[CONSIGNE]: Sélectionnez chaque ligne des données sources qui contient la chaîne « point », en respectant la casse.

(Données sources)
"""

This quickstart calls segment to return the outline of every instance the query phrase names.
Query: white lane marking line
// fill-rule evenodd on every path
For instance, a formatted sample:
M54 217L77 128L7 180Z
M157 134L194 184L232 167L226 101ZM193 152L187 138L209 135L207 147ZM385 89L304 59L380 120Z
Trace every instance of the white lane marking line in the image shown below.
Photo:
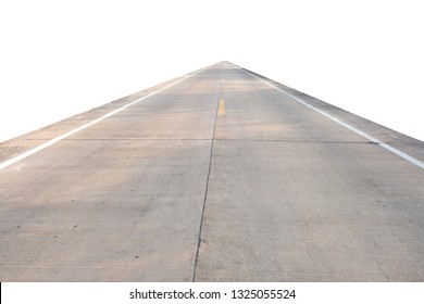
M326 112L324 112L324 111L322 111L322 110L320 110L320 109L317 109L317 107L315 107L315 106L313 106L313 105L311 105L311 104L304 102L303 100L300 100L300 99L297 98L296 96L290 94L289 92L286 92L285 90L283 90L283 89L280 89L280 88L278 88L278 87L276 87L276 86L274 86L274 85L271 85L269 81L266 81L266 80L264 80L264 79L258 77L257 75L254 75L254 74L252 74L252 73L250 73L250 72L248 72L248 71L246 71L246 69L244 69L244 68L241 68L241 67L239 67L239 66L238 66L238 68L242 69L245 73L249 73L250 75L252 75L253 77L255 77L255 78L260 79L261 81L265 83L265 84L269 85L270 87L272 87L272 88L274 88L274 89L276 89L276 90L278 90L278 91L280 91L280 92L283 92L283 93L285 93L285 94L288 94L289 97L291 97L291 98L292 98L294 100L296 100L297 102L299 102L299 103L301 103L301 104L308 106L309 109L311 109L311 110L313 110L313 111L320 113L321 115L324 115L325 117L327 117L327 118L329 118L329 119L336 122L337 124L339 124L339 125L344 126L345 128L347 128L347 129L349 129L349 130L356 132L357 135L366 138L367 140L370 140L370 141L372 141L372 142L378 144L379 147L382 147L382 148L384 148L384 149L390 151L391 153L395 153L396 155L402 157L403 160L407 160L408 162L414 164L415 166L419 166L420 168L424 169L424 162L422 162L422 161L420 161L420 160L416 160L415 157L412 157L411 155L409 155L409 154L407 154L407 153L404 153L404 152L402 152L402 151L396 149L395 147L391 147L390 144L384 143L384 142L381 141L379 139L376 139L376 138L374 138L374 137L367 135L366 132L361 131L360 129L357 129L356 127L353 127L353 126L351 126L351 125L349 125L349 124L347 124L347 123L345 123L345 122L342 122L342 121L340 121L340 119L338 119L338 118L336 118L336 117L329 115L328 113L326 113Z
M72 136L72 135L74 135L74 134L76 134L76 132L78 132L80 130L84 130L84 129L86 129L86 128L88 128L88 127L90 127L90 126L92 126L92 125L95 125L97 123L100 123L101 121L104 121L105 118L108 118L108 117L110 117L112 115L115 115L116 113L119 113L119 112L121 112L121 111L123 111L123 110L125 110L125 109L127 109L127 107L129 107L129 106L132 106L132 105L134 105L134 104L136 104L136 103L138 103L138 102L140 102L142 100L145 100L145 99L148 99L149 97L151 97L153 94L157 94L160 91L163 91L164 89L167 89L167 88L170 88L170 87L172 87L172 86L174 86L174 85L176 85L176 84L178 84L178 83L180 83L180 81L183 81L183 80L185 80L185 79L187 79L187 78L189 78L189 77L191 77L191 76L202 72L205 68L207 67L201 68L201 69L199 69L199 71L197 71L195 73L191 73L191 74L185 76L184 78L182 78L179 80L176 80L176 81L174 81L174 83L172 83L172 84L170 84L170 85L167 85L167 86L165 86L165 87L163 87L163 88L161 88L161 89L159 89L159 90L157 90L154 92L151 92L151 93L149 93L149 94L147 94L145 97L141 97L141 98L139 98L139 99L137 99L137 100L135 100L135 101L124 105L124 106L121 106L121 107L119 107L119 109L116 109L116 110L114 110L114 111L112 111L112 112L110 112L110 113L108 113L108 114L105 114L105 115L95 119L95 121L91 121L91 122L89 122L89 123L87 123L87 124L85 124L85 125L83 125L83 126L80 126L80 127L78 127L76 129L73 129L71 131L67 131L67 132L61 135L61 136L58 136L58 137L51 139L51 140L49 140L49 141L47 141L47 142L45 142L45 143L42 143L42 144L40 144L40 145L29 150L29 151L26 151L25 153L23 153L21 155L17 155L17 156L15 156L13 159L10 159L10 160L8 160L8 161L5 161L3 163L0 163L0 170L5 168L5 167L9 167L10 165L13 165L13 164L17 163L18 161L22 161L22 160L24 160L24 159L26 159L26 157L28 157L28 156L37 153L37 152L39 152L39 151L50 147L50 145L53 145L54 143L61 141L62 139L64 139L66 137L70 137L70 136Z

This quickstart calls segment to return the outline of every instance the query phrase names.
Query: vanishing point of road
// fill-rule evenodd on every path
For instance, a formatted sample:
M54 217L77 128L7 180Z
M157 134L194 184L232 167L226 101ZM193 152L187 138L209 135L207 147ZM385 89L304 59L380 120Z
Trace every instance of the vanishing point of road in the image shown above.
M0 281L423 281L424 143L228 62L0 144Z

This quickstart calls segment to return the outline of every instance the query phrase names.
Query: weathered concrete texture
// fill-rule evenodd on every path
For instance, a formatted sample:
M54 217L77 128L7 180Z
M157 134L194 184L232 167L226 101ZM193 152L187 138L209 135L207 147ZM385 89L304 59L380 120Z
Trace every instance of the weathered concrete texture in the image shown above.
M424 281L424 170L225 62L0 187L1 281Z

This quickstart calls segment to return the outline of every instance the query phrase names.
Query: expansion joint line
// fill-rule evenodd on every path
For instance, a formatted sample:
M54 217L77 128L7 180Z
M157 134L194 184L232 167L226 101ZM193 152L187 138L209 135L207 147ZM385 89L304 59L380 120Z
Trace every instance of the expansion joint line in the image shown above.
M194 270L192 270L192 280L191 280L192 282L196 281L196 271L197 271L197 264L198 264L198 261L199 261L199 251L200 251L200 245L202 243L202 228L203 228L203 220L204 220L204 206L207 205L207 201L208 201L209 178L211 176L211 168L212 168L213 144L215 142L215 131L216 131L216 122L217 122L217 114L219 114L219 107L220 107L222 80L223 80L223 71L221 68L221 77L220 77L220 85L219 85L219 89L217 89L217 99L216 99L215 122L213 124L213 132L212 132L212 142L211 142L211 152L210 152L210 156L209 156L209 168L208 168L207 186L204 187L203 205L202 205L202 213L201 213L200 226L199 226L199 238L198 238L198 241L197 241L195 267L194 267Z

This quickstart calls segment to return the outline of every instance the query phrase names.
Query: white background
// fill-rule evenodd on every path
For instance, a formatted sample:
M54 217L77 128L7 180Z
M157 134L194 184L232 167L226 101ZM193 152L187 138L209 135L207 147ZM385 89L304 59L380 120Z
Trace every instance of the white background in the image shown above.
M0 141L223 60L424 140L420 2L0 0Z

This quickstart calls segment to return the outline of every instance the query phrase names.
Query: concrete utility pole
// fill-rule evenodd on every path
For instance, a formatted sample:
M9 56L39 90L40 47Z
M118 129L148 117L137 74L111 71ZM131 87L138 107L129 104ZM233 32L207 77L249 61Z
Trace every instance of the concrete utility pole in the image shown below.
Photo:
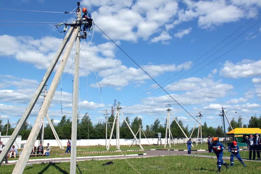
M173 115L172 114L172 113L171 113L171 112L170 112L169 113L170 113L171 114L171 115L172 116L172 117L174 118L174 120L176 122L176 123L177 123L177 124L179 126L179 127L180 129L180 130L181 130L181 131L182 132L182 133L183 133L183 134L184 134L184 135L185 135L185 136L186 137L186 138L188 140L188 136L187 136L187 135L186 135L186 134L185 133L185 132L184 132L184 131L183 130L183 129L182 129L182 128L181 127L181 126L180 125L179 123L179 122L178 122L178 121L177 121L177 120L176 120L176 119L175 118L175 117L174 117L174 116L173 116ZM194 147L194 146L192 144L191 144L191 146L192 146L192 147Z
M108 114L107 110L105 110L105 122L106 124L106 132L105 133L105 149L107 149L107 123L108 122Z
M137 142L138 142L138 143L139 144L140 146L140 147L141 148L142 150L143 149L143 148L142 147L142 146L140 144L140 141L139 141L138 139L137 138L137 137L136 137L136 135L134 134L134 133L133 133L133 131L132 131L132 129L131 128L130 128L130 126L129 125L129 123L128 123L128 122L126 120L126 119L125 119L125 117L124 117L124 116L122 114L122 112L121 111L121 109L122 108L122 107L120 107L120 103L119 102L118 103L118 106L117 108L117 111L116 113L115 113L115 115L114 116L114 120L113 121L113 124L112 124L112 127L111 129L111 135L110 136L110 140L109 140L109 142L108 143L108 145L107 146L107 150L109 150L109 149L110 148L110 145L111 141L111 138L112 137L112 135L113 134L113 130L114 129L114 125L115 125L115 123L116 122L116 118L117 116L117 114L118 117L119 117L120 116L120 113L121 115L121 116L123 117L123 119L124 120L124 121L125 121L125 123L126 123L126 124L127 124L127 125L128 126L128 127L129 128L129 129L130 130L132 134L132 135L133 135L133 136L134 137L134 138L137 141ZM117 118L117 119L118 119ZM119 119L118 120L119 122ZM118 144L119 144L119 148L120 147L120 131L119 131L119 132L118 133L118 140L116 140L116 142L118 141ZM114 137L115 138L115 137Z
M220 114L219 116L223 117L223 128L224 129L224 137L225 138L225 144L226 145L227 144L227 136L226 135L226 128L225 126L225 118L224 118L224 115L225 115L225 111L224 111L224 109L225 109L224 107L223 108L223 107L222 107L222 112L220 112L222 113L222 114Z
M81 9L79 8L80 12L77 16L77 21L81 19ZM77 140L77 122L78 118L78 92L79 89L79 67L80 62L80 37L81 26L77 27L77 35L75 41L75 57L74 59L74 73L73 79L73 118L72 123L72 146L71 149L71 160L70 173L75 173L76 169L76 141Z
M8 132L8 125L9 124L9 120L7 120L7 128L6 129L6 136L7 136L7 133Z
M75 21L74 22L75 23ZM54 59L52 61L52 62L50 64L50 65L47 69L41 81L41 82L40 85L35 92L31 101L29 103L27 108L23 115L20 121L15 127L15 128L12 134L12 135L10 138L9 139L8 141L5 145L6 148L4 148L2 151L2 152L1 154L0 154L0 160L1 160L0 165L2 164L5 156L7 155L9 149L11 148L15 141L17 136L19 135L22 128L26 121L27 118L28 118L35 104L37 101L38 98L43 91L44 86L46 84L47 81L49 79L49 78L52 73L52 72L54 69L65 47L66 44L69 40L69 39L72 35L73 31L74 28L73 27L70 27L70 29L67 32L67 34L65 35L65 36L60 45L57 52L55 55ZM23 169L22 171L23 171Z
M44 117L47 113L47 111L57 88L58 83L64 70L68 57L70 55L70 52L79 32L79 28L78 27L75 29L73 31L72 37L67 45L62 61L50 86L50 88L48 91L49 94L46 96L45 100L43 103L43 106L39 112L35 123L26 141L25 146L25 147L23 150L21 155L12 173L14 174L21 174L25 169L32 149L34 145L37 136L42 125L43 121L44 119Z
M146 135L145 135L145 134L144 133L144 132L143 132L143 131L142 130L142 129L141 129L141 126L140 125L140 124L139 128L139 130L138 130L138 131L137 131L137 133L136 133L136 134L135 135L135 136L137 136L137 134L138 134L138 133L139 133L139 134L140 134L140 135L139 135L139 136L140 136L140 141L141 141L141 132L142 132L142 133L143 133L143 135L144 135L144 136L145 137L145 138L146 138L146 139L147 140L147 141L148 141L148 143L149 143L149 145L150 145L150 142L149 142L149 140L148 140L148 139L147 139L147 137L146 137ZM171 135L171 136L172 136L172 135ZM132 140L132 142L131 143L130 145L130 146L129 146L130 147L130 146L132 146L133 145L133 143L134 142L134 141L135 141L135 138L134 138L133 139L133 140ZM136 144L137 144L137 142L136 142ZM175 145L175 144L174 144Z
M168 141L169 146L169 148L171 147L171 141L170 140L170 124L169 121L169 113L170 111L171 110L170 109L169 107L171 106L169 104L166 106L168 108L168 109L167 110L168 112L168 115L167 117L167 120L166 121L167 123L166 125L166 134L165 135L165 144L164 145L164 148L166 148L166 146L167 143L167 134L168 133L168 129L169 130L169 140ZM173 138L172 140L173 140Z
M199 129L200 129L200 142L201 143L201 145L202 145L202 127L201 126L201 117L203 116L203 115L201 115L201 114L200 113L200 112L199 112L199 114L198 116L196 116L196 117L198 117L199 118L199 125L198 126L198 137L197 137L197 143L196 143L196 146L198 146L198 135L199 134Z
M47 86L45 85L44 88L44 95L41 95L41 96L44 96L44 101L45 99L45 97L46 97L46 88ZM44 120L43 122L43 126L42 126L42 128L41 129L41 143L42 143L43 145L44 145Z

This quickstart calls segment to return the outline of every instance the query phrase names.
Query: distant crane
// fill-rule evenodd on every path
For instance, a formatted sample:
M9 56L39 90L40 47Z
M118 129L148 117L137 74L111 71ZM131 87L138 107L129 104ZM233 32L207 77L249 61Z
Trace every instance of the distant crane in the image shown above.
M113 105L113 107L111 107L111 115L114 115L114 110L116 106L116 99L114 100L114 103Z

"""

[RÉPONSE FINALE]:
Query: vanishing point of road
Trace every instance of the vanishing point of road in the image shown above.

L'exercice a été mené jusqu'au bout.